- [DESCRIPTION OF THE TASK] Among the entries below, find the line with "find | rocky mountain peak", then quote it and each following line up to and including the line with "find | mountain range", and nothing else.

- [INFORMATION SUPPLIED]
>>>

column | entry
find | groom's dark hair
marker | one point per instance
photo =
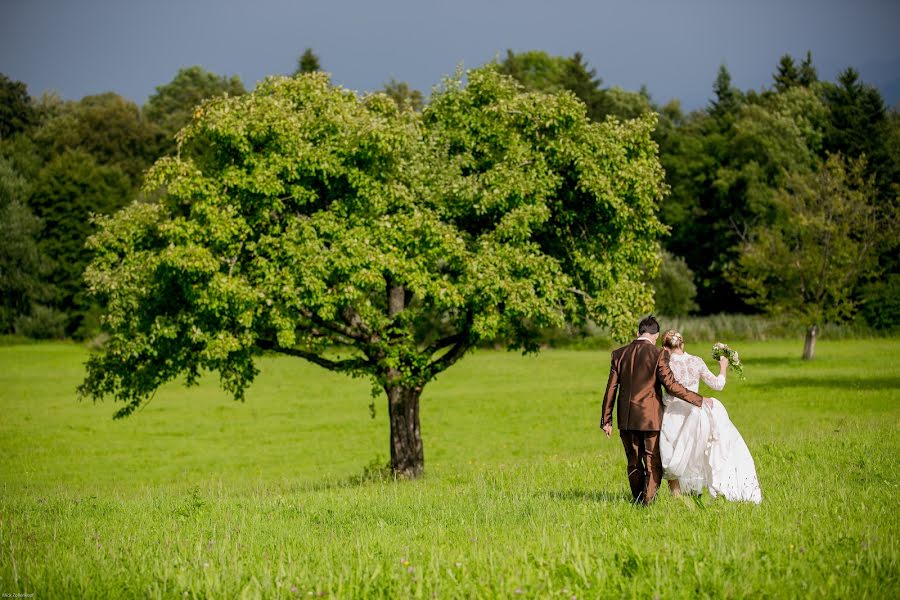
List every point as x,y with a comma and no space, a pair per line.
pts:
648,325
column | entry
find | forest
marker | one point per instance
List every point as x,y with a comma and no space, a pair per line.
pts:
780,202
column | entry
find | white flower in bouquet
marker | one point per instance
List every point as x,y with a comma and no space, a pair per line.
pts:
720,350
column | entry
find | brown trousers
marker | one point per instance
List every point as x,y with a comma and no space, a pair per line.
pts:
644,463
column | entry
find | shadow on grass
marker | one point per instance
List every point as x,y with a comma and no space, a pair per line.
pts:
834,383
579,495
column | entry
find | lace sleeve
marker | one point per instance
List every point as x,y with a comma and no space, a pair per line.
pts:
713,381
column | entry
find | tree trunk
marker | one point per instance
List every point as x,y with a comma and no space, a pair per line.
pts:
809,348
407,458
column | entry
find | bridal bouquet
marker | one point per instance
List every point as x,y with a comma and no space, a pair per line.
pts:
720,350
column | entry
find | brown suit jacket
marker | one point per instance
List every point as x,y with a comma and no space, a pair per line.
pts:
636,372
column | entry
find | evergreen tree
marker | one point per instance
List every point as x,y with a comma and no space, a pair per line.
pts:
17,112
308,62
807,75
787,75
68,191
728,98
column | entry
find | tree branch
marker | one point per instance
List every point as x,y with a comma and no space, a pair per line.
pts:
334,327
436,345
349,364
447,360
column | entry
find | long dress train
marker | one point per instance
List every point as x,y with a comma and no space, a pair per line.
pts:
701,447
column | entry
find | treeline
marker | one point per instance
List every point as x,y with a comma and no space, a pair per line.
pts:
781,201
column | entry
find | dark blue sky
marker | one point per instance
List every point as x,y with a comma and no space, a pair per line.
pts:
673,46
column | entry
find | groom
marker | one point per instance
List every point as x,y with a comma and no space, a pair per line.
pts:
636,372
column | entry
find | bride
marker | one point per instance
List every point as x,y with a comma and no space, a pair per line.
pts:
700,447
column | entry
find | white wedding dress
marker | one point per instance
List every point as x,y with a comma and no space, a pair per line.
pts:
701,447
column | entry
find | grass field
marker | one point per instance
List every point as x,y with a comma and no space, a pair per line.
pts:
199,496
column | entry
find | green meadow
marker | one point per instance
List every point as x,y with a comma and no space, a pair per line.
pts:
198,496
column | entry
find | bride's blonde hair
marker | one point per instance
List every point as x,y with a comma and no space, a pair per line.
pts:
672,339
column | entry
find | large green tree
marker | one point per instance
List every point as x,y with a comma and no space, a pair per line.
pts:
305,220
173,104
17,112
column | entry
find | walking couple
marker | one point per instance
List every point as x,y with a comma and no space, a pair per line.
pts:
679,435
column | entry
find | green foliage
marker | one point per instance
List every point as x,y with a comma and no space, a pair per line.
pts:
858,128
308,63
728,98
538,71
41,323
301,218
226,500
17,113
786,76
67,192
810,260
109,128
173,104
724,172
23,265
404,96
880,301
674,292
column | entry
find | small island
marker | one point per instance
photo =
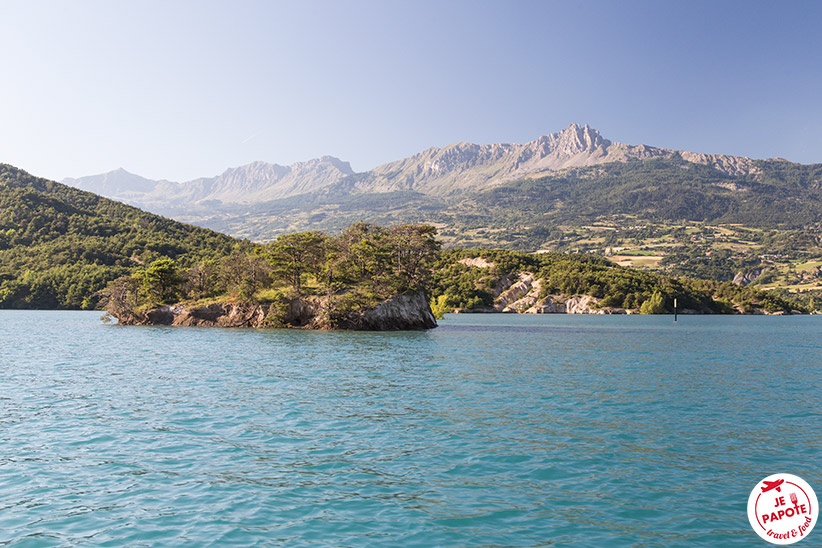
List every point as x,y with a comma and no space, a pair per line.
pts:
377,278
366,278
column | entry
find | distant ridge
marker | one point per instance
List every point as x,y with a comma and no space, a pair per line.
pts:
435,171
252,183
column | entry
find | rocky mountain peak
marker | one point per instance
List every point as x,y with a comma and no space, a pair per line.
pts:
576,139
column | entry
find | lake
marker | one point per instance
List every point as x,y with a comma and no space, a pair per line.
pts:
491,430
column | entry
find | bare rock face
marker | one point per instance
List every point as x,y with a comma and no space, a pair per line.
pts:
403,312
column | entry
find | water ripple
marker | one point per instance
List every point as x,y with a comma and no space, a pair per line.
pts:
489,431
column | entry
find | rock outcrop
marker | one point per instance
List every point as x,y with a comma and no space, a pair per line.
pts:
403,312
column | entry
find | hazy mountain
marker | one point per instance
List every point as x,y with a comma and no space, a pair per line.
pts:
435,171
558,179
59,245
252,183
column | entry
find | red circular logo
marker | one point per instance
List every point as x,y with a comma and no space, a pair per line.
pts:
782,509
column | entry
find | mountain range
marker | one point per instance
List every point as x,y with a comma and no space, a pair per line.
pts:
434,171
572,175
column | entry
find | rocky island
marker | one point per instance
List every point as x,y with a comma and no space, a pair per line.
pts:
366,278
374,278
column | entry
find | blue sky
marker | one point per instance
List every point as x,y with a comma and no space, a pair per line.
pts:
178,90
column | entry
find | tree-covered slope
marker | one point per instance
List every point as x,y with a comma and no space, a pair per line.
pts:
59,245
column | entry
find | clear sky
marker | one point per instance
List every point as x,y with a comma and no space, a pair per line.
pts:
177,90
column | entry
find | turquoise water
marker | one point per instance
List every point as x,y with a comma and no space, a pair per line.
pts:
492,430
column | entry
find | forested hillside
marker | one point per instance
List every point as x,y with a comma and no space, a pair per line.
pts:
59,245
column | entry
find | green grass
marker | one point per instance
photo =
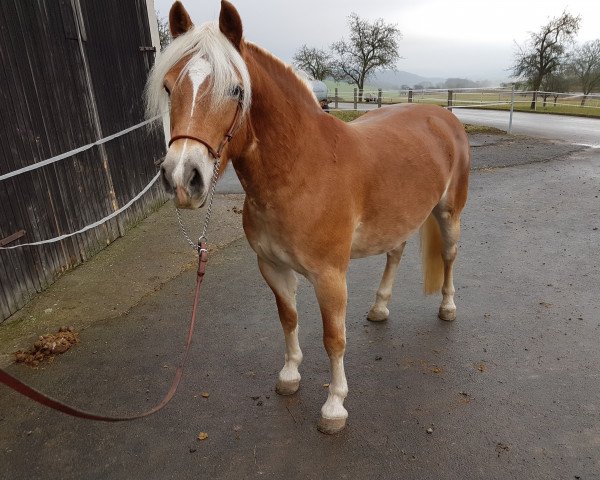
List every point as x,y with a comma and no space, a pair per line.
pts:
349,115
566,105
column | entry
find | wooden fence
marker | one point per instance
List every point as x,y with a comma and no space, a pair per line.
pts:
73,72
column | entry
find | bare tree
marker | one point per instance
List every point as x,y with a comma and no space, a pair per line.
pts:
315,62
372,46
545,51
584,64
164,34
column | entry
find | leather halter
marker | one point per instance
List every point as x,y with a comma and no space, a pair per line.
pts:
216,154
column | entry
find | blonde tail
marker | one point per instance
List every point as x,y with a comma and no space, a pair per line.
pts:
431,256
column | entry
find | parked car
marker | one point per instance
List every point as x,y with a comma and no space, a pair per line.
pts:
317,86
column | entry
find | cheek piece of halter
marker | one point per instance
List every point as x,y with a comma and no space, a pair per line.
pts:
216,154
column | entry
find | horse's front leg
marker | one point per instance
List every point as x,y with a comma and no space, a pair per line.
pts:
332,296
283,282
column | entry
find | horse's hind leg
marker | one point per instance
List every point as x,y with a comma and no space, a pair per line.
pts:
379,310
449,223
283,282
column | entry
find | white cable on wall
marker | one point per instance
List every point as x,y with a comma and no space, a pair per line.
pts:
70,153
93,225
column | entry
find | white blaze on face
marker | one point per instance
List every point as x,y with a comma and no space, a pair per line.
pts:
198,70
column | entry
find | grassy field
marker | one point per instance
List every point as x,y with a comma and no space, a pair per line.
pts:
563,104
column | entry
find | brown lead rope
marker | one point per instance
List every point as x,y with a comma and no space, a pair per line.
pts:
39,397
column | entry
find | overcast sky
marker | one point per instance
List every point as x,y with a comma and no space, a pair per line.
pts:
440,38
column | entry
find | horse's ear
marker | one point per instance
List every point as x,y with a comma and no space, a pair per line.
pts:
230,23
179,20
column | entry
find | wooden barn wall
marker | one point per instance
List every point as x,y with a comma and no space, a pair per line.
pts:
47,107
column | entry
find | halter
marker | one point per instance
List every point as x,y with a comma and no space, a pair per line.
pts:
216,154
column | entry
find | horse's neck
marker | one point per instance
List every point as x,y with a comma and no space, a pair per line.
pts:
284,116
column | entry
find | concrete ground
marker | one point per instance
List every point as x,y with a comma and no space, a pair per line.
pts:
510,390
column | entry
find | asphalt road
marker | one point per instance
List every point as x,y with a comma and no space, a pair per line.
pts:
575,130
510,390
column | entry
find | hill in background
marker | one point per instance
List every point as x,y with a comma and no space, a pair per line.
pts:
401,80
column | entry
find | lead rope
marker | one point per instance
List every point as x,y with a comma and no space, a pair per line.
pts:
202,250
211,195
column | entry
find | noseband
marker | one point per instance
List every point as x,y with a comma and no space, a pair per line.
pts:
216,154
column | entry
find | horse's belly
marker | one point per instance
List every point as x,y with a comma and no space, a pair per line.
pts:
370,241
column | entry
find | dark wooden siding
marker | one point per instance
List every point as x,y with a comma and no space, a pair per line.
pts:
48,106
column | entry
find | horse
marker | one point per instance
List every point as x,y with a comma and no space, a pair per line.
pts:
319,192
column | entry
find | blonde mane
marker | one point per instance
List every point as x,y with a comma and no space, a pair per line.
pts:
207,42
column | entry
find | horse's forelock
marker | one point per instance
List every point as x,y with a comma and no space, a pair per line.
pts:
206,41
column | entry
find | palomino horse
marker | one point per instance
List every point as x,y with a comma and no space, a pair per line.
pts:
318,191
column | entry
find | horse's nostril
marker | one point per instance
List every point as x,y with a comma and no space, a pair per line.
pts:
196,182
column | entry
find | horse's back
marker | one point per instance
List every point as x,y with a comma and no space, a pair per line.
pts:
410,158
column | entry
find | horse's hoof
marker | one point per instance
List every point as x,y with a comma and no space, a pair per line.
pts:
330,426
287,388
447,314
378,314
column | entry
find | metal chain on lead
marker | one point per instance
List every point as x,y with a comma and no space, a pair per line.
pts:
183,230
211,194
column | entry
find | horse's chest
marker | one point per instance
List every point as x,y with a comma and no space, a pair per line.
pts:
267,240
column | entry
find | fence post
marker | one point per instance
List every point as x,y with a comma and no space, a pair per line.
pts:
512,107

<<<

- [RESULT OF THE EXERCISE]
find | rocky mountain peak
marker | one point per instance
List every point as x,y with a comma and no space, a pair per line.
pts:
576,139
column | entry
find | lake
marker | one point per instance
List every point as x,y with a comma and no space, a pair per line.
pts:
491,430
column | entry
find | bare rock face
marker | one point per instance
List every point as x,y with a comma and no space, a pair per line.
pts:
403,312
column | entry
find | water ripple
marker | one point per instance
List every point as x,y with a comma and no space, a pair per line.
pts:
489,431
column | entry
find | rock outcrop
marker | one point per instance
List every point as x,y with a comma and no space, a pair per line.
pts:
403,312
column | entry
find | hazy mountain
marker | one point per instance
List every point as x,y with a comma and no space, a pair per line.
pts:
435,171
558,179
59,245
252,183
column | entry
find | red circular logo
marker | one point per instance
List every point as x,y with a comma and no space, a pair per line.
pts:
782,509
column | entry
find | mountain range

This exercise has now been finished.